* Brief A:
Return the part of the Capitol passage that starts at "Looking over a" and ends at "a broken window.", copied word for word.

* Provided passage:
= = = = =
In the first shot of Sullivan’s main video from the Capitol, he is standing outside, underneath a set of bleachers erected for Joe Biden’s Inauguration. He angles his camera to take in the crowd behind him: red MAGA hats, yellow Gadsden flags, a man in a fur pelt. Suddenly, the crowd surges up a flight of stairs and toward a line of police barricades. The officers, most of whom do not have helmets or shields, are vastly outnumbered; they hold the line for a few seconds, but they’re quickly overtaken. “This shit’s ours!” Sullivan shouts, as the invaders swarm onto a terrace. “We accomplished this shit. We did this shit together! Fuck yeah!”
Looking over a balustrade to the lawn below, he sees a roiling crowd of thousands of people. He lets out several wonder-struck cheers, his voice cracking with exertion and emotion. “That’s beautiful shit!” he shouts. “Let’s go!” People are climbing up the walls, and he offers one of them a hand up. “Holy shit, dude, that was awesome,” he says. “Let’s burn this shit down.” A few seconds later, Sullivan rests his camera on a ledge and turns to a woman next to him, who is also filming. “I’m just gonna rely on you for footage from now on, is that chill?” he says. “Or should I just keep recording?” But then he presses forward, still taping, following the group through a broken window.
Inside the Capitol, Sullivan wanders from room to room more or less at random, as if playing a first-person video game with no clear objective. He marvels at the palatial digs (“This is surreal”; “I’m shook at this!”; “What is life?”) and fantasizes about their destruction. “We’ve gotta burn this,” he says. “We’ve gotta get this shit burnt.” When he is surrounded by Trump supporters, he provides encouragement or advice. When confronted by police officers who ask him to leave, he says, “I’m just filming,” or “No freedom of the press now?” A few times, he tries to persuade police officers to abandon their posts. “We want you to go home,” he tells an officer. “I don’t want to see you get hurt.”
= = = = =
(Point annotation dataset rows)
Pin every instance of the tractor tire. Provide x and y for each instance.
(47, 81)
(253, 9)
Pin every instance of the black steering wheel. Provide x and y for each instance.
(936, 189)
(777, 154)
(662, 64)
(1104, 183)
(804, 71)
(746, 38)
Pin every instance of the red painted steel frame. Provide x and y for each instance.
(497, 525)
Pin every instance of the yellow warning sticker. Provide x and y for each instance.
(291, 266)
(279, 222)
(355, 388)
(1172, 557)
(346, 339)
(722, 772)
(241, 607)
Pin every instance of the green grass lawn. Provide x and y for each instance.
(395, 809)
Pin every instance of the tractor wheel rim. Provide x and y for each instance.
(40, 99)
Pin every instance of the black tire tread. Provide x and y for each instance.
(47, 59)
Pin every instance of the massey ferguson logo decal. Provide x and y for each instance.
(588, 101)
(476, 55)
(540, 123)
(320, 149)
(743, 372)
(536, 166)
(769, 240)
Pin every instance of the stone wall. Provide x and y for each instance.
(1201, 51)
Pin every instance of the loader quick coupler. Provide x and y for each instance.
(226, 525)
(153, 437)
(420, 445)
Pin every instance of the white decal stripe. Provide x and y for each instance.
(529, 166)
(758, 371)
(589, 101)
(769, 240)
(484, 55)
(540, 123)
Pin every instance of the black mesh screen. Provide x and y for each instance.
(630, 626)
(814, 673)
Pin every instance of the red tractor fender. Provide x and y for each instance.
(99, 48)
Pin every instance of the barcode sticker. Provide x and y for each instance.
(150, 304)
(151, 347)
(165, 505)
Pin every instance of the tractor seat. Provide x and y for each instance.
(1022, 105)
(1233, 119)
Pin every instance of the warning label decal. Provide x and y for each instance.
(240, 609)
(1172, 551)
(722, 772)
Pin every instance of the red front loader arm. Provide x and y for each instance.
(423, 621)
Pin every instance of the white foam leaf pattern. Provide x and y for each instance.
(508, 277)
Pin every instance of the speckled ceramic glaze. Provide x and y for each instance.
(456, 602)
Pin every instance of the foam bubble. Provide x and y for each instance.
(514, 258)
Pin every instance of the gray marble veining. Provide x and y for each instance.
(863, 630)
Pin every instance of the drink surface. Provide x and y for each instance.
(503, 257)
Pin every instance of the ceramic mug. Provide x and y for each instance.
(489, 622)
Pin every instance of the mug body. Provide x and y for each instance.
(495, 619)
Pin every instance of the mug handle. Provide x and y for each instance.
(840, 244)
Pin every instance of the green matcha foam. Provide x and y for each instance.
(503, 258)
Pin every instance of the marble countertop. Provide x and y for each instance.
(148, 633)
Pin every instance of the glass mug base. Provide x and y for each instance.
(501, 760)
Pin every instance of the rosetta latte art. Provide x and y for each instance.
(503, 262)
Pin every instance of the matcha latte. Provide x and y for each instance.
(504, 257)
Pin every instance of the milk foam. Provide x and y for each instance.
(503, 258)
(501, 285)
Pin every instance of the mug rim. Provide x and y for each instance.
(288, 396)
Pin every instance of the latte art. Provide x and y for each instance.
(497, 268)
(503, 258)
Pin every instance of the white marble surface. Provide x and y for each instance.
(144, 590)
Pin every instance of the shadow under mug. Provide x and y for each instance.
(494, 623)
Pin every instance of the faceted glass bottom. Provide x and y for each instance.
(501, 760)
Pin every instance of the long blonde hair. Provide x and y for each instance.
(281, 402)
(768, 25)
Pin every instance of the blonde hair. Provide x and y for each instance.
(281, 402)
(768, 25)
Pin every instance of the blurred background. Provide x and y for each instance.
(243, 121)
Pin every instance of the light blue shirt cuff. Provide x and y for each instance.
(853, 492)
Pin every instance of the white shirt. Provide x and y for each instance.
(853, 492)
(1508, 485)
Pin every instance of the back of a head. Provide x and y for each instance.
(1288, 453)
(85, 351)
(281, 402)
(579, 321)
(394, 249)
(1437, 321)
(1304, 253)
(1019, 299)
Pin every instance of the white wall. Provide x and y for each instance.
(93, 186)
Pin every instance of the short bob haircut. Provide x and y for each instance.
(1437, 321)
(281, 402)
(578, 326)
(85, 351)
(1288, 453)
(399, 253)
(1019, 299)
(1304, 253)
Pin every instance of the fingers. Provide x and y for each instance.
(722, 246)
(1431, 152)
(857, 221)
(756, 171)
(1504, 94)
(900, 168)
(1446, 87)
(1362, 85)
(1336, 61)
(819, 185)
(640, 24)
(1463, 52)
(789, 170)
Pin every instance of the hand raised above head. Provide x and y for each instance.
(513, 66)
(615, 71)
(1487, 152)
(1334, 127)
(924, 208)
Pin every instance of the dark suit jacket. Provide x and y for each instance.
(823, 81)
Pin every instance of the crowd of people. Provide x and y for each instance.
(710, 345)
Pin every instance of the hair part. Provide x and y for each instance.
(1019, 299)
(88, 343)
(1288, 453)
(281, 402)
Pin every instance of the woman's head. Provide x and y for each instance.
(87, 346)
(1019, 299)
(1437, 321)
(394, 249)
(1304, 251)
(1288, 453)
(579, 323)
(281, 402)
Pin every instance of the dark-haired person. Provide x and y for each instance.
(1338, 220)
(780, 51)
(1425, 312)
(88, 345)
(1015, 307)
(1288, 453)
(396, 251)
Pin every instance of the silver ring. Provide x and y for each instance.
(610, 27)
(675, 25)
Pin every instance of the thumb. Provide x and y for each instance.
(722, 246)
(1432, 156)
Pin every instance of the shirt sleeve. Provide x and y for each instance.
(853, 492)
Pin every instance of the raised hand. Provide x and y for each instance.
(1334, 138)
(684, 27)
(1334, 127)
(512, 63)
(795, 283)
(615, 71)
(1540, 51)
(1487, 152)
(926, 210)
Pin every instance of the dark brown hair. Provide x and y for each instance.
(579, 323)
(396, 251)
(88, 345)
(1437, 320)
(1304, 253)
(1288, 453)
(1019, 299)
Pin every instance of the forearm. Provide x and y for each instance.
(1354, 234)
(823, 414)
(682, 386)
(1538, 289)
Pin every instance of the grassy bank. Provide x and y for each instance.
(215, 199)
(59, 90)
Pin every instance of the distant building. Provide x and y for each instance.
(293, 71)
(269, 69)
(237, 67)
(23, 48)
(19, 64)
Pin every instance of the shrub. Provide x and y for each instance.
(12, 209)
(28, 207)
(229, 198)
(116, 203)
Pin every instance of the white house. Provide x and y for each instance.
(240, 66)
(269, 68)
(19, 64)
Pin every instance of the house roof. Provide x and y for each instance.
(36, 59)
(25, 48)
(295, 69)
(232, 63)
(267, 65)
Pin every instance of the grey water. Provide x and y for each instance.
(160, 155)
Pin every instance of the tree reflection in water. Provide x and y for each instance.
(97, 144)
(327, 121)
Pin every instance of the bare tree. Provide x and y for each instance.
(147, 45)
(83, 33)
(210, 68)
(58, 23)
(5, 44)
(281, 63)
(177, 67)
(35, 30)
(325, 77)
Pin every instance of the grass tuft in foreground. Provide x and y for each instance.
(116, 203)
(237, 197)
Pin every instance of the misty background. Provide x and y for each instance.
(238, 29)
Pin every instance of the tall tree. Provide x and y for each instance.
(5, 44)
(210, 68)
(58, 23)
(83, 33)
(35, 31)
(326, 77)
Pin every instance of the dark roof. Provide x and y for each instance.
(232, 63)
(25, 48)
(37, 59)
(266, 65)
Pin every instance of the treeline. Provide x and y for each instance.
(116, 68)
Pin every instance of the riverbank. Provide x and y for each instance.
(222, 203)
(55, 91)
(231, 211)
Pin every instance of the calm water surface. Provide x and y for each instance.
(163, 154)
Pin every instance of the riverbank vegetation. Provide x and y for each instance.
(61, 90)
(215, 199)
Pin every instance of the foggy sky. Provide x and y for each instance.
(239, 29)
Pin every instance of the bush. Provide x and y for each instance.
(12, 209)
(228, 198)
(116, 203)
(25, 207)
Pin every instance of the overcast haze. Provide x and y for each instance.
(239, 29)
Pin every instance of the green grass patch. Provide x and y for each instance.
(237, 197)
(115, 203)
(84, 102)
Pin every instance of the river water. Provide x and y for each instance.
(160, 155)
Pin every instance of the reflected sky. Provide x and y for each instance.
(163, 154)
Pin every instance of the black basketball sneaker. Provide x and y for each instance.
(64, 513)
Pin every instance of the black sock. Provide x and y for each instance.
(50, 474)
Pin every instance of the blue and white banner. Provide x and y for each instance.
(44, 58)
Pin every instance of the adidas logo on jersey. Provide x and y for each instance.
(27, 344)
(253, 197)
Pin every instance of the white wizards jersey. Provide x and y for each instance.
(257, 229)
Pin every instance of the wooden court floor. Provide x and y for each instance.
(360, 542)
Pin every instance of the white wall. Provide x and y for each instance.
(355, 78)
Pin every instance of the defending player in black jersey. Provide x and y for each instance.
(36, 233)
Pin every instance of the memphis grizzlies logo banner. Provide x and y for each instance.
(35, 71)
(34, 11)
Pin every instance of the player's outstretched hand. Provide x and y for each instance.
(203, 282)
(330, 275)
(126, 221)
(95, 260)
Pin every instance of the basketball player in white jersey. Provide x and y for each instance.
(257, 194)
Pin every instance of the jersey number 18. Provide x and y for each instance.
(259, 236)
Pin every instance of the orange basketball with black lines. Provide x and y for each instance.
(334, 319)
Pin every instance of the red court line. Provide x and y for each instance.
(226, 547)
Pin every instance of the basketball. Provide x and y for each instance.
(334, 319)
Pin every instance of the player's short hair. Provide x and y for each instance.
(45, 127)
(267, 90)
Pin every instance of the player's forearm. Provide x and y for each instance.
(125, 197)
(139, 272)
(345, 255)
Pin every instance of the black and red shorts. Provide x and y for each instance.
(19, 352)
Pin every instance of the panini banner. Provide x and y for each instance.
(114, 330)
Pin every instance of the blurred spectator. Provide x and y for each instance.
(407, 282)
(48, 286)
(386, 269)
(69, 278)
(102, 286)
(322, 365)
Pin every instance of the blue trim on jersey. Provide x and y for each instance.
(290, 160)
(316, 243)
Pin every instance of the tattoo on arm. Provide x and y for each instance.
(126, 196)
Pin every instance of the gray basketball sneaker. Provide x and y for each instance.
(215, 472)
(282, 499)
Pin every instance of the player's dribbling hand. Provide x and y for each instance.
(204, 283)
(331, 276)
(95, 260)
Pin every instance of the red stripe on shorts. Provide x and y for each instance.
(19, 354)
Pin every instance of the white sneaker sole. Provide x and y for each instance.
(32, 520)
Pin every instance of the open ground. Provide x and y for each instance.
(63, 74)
= = = = =
* Brief B:
Report each row above that contains the string "jersey", matching case.

* Exercise solution A:
Looking over a balustrade to the lawn below, he sees a roiling crowd of thousands of people. He lets out several wonder-struck cheers, his voice cracking with exertion and emotion. “That’s beautiful shit!” he shouts. “Let’s go!” People are climbing up the walls, and he offers one of them a hand up. “Holy shit, dude, that was awesome,” he says. “Let’s burn this shit down.” A few seconds later, Sullivan rests his camera on a ledge and turns to a woman next to him, who is also filming. “I’m just gonna rely on you for footage from now on, is that chill?” he says. “Or should I just keep recording?” But then he presses forward, still taping, following the group through a broken window.

* Exercise solution B:
Pin every instance of the adidas logo on jersey. Provide x and y for each instance.
Pin every instance of the white wizards jersey. Provide x and y for each instance.
Pin every instance of the defending player in black jersey. Provide x and y for each instance.
Pin every instance of the basketball player in white jersey. Provide x and y for each instance.
Pin every instance of the jersey number 18. Provide x and y for each instance.
Pin every instance of the blue trim on jersey. Provide x and y for each instance.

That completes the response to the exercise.